* **WHAT NEEDS TO BE DONE**: Reproduce the rows verbatim, from the line containing "Isolate the deciduous tree." through the line containing "[699, 392, 953, 690]", both included. Leave the pictures out of your reply.

* **RECORDS FOR THE EXERCISE**:
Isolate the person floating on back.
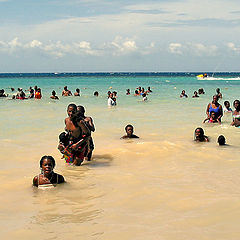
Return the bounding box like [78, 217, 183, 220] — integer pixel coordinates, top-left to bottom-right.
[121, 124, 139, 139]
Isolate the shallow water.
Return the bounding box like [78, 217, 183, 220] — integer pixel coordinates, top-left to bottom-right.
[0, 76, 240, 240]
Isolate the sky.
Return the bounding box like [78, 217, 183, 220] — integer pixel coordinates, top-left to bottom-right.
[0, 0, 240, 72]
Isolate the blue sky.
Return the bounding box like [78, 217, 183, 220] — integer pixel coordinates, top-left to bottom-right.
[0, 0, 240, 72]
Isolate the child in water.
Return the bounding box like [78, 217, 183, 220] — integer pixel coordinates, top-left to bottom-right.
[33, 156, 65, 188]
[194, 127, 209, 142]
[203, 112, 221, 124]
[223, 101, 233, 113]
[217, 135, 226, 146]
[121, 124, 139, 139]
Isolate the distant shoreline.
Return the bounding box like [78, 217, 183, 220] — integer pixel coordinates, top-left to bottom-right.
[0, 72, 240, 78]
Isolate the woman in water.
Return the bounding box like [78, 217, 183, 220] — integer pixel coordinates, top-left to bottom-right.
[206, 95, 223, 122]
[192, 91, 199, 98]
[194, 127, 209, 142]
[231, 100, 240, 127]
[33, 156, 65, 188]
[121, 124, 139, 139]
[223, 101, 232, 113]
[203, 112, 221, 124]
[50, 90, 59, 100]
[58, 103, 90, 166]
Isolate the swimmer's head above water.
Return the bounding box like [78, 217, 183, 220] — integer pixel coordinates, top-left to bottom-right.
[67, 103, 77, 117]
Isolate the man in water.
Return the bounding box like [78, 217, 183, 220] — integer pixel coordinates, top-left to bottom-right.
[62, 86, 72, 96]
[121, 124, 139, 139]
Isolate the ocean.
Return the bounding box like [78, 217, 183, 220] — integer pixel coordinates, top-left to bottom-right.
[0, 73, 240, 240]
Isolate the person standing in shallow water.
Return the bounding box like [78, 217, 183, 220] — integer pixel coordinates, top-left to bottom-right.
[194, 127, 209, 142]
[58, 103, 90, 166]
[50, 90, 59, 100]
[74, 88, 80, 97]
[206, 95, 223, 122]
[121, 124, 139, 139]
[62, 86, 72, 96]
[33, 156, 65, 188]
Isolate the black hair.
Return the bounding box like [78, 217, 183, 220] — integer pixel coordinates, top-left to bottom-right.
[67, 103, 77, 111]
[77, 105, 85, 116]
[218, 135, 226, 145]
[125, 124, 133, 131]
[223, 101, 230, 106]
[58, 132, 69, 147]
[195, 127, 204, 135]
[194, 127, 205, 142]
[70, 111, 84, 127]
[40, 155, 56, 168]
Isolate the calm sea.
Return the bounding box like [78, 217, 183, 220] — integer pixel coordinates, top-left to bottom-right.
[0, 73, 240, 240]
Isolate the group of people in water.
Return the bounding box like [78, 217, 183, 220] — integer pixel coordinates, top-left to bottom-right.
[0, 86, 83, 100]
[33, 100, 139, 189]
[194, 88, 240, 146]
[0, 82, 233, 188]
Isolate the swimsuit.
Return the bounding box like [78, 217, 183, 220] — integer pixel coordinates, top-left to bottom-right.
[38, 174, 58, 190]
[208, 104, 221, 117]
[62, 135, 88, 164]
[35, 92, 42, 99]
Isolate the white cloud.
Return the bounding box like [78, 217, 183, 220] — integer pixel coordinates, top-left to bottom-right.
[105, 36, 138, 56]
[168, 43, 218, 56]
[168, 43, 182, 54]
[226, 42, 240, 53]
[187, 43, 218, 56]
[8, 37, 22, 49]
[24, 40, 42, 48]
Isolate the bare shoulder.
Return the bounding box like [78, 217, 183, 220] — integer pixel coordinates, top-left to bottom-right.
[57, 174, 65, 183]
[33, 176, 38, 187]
...
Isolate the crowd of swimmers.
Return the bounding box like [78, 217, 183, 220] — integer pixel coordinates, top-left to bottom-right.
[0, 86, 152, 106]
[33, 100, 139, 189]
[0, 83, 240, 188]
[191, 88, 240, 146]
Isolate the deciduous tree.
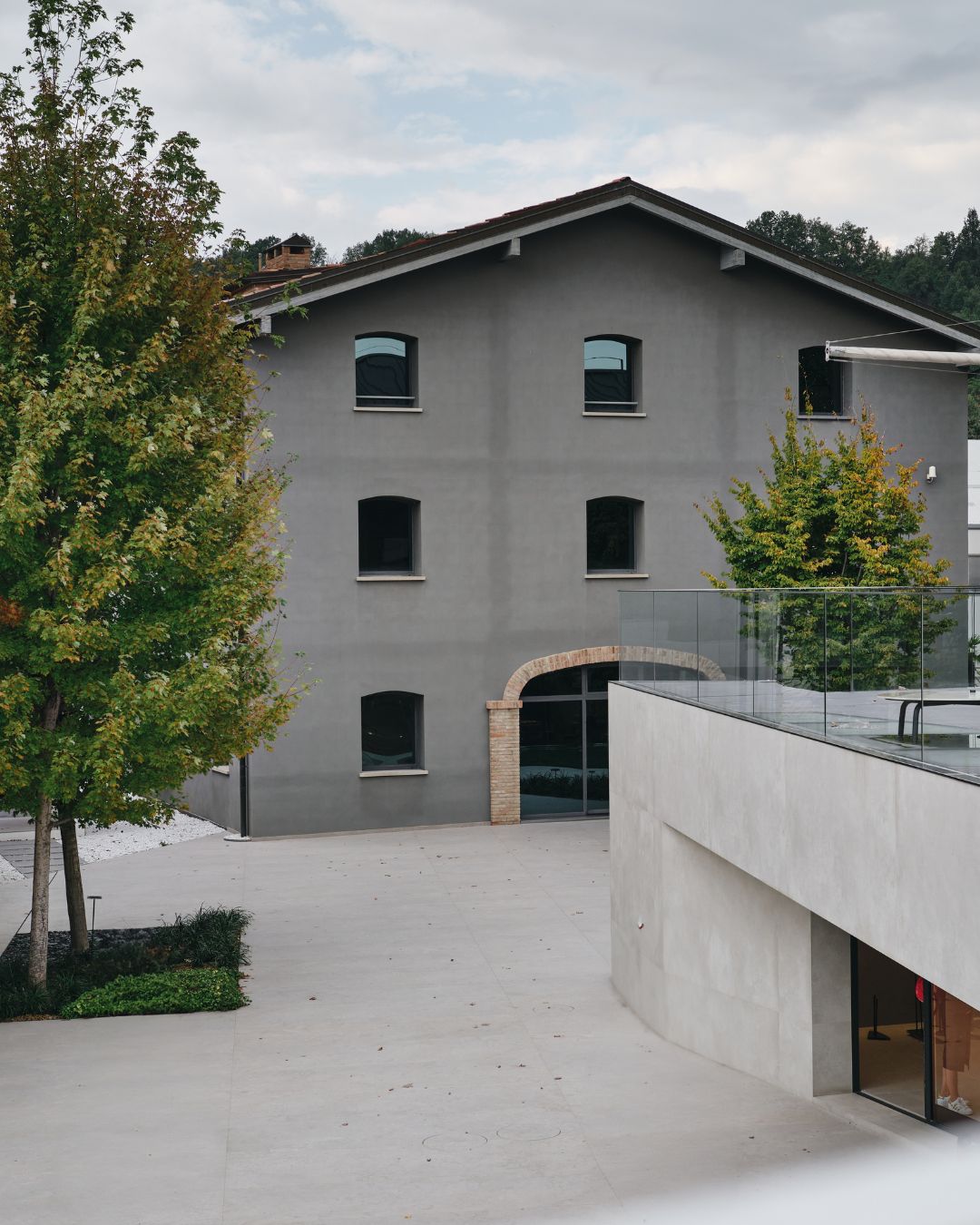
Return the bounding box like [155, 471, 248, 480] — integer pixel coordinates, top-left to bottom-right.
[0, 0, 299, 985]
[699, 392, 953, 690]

* **COMPLETE OUTPUT**:
Isolate the deciduous tree.
Return the bounding box like [155, 471, 248, 480] — integer pixel coordinates, top-left to bottom-right.
[0, 0, 299, 985]
[699, 392, 953, 690]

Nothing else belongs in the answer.